>> Begin ENTRIES

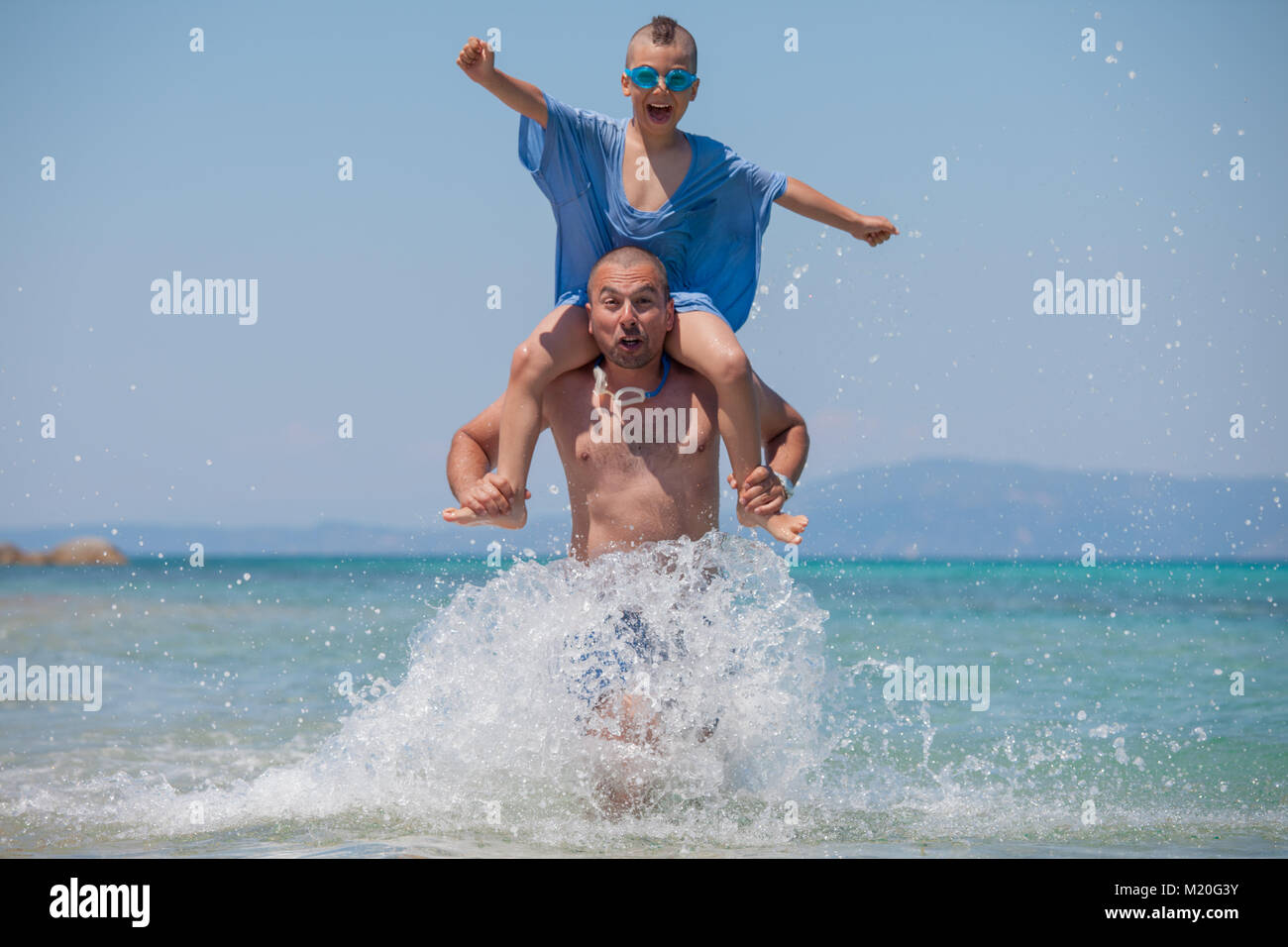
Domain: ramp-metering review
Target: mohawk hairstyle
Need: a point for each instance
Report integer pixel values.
(665, 31)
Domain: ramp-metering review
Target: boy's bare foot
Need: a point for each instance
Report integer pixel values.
(490, 501)
(463, 515)
(784, 527)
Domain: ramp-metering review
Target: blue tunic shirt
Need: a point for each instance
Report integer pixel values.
(707, 234)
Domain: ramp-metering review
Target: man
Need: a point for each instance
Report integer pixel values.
(626, 486)
(640, 458)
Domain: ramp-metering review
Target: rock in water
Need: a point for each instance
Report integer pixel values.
(82, 551)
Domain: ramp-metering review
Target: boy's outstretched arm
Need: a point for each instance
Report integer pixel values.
(802, 198)
(478, 62)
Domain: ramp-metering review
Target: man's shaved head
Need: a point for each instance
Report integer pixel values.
(630, 257)
(665, 31)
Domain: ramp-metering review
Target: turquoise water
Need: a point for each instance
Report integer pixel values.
(228, 725)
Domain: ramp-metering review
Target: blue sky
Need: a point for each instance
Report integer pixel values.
(373, 292)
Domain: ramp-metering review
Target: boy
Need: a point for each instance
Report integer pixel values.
(695, 204)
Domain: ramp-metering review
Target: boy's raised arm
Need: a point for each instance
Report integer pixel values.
(802, 198)
(477, 60)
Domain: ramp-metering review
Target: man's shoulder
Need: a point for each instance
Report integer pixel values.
(691, 381)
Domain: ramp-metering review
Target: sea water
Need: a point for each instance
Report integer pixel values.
(439, 706)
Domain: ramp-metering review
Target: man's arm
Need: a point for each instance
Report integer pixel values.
(802, 198)
(786, 449)
(471, 476)
(477, 60)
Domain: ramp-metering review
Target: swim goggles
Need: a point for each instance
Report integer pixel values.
(677, 80)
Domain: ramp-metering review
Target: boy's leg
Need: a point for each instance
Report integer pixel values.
(704, 342)
(561, 343)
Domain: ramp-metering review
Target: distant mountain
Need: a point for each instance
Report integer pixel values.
(932, 509)
(969, 509)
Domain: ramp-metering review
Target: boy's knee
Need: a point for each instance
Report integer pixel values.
(730, 367)
(527, 363)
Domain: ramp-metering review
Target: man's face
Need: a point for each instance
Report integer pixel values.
(657, 108)
(629, 315)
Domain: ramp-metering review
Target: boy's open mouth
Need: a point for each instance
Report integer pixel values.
(658, 114)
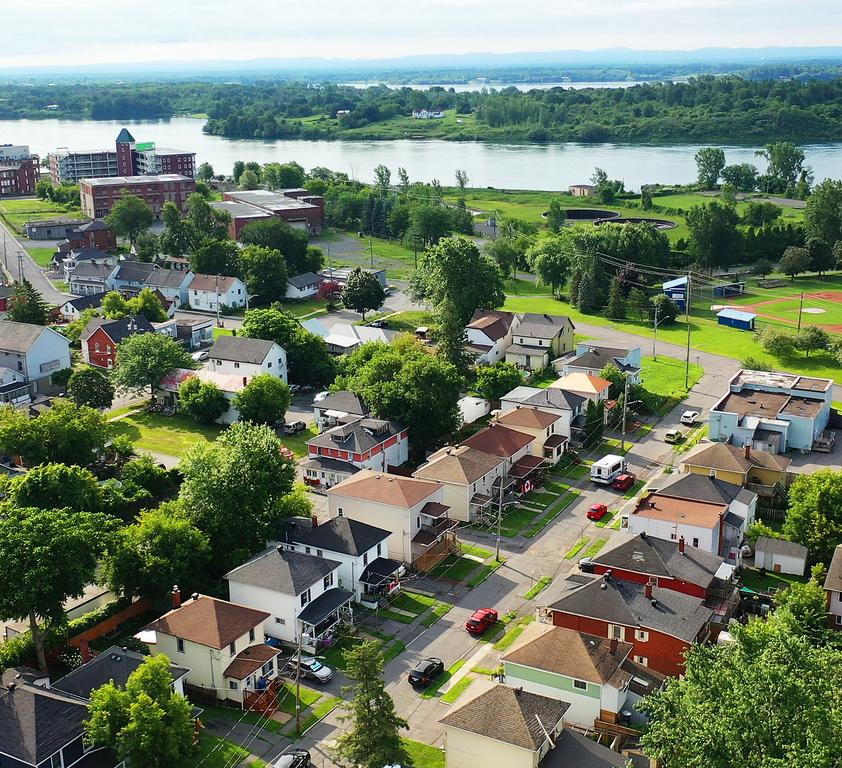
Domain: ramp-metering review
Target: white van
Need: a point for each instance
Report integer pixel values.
(607, 468)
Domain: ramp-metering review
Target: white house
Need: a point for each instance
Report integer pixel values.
(35, 351)
(220, 642)
(489, 334)
(412, 510)
(299, 593)
(240, 356)
(360, 549)
(206, 292)
(304, 285)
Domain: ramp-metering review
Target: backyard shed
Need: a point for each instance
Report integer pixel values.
(735, 318)
(779, 556)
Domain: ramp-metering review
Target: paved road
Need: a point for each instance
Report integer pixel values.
(31, 270)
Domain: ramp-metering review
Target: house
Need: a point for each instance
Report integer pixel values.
(540, 339)
(412, 510)
(660, 624)
(304, 285)
(471, 480)
(568, 405)
(360, 549)
(758, 471)
(780, 556)
(591, 387)
(90, 278)
(489, 334)
(34, 351)
(211, 292)
(676, 290)
(592, 358)
(833, 589)
(44, 728)
(336, 406)
(170, 283)
(710, 514)
(72, 308)
(241, 356)
(300, 594)
(220, 642)
(359, 442)
(115, 665)
(735, 318)
(594, 675)
(543, 426)
(100, 338)
(774, 412)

>> End ENTRIES

WHAT IS EXPECTED
Extract each line of the entries above that contains the string "white", matching case exactly.

REPLY TO THE TASK
Target: white van
Target: white house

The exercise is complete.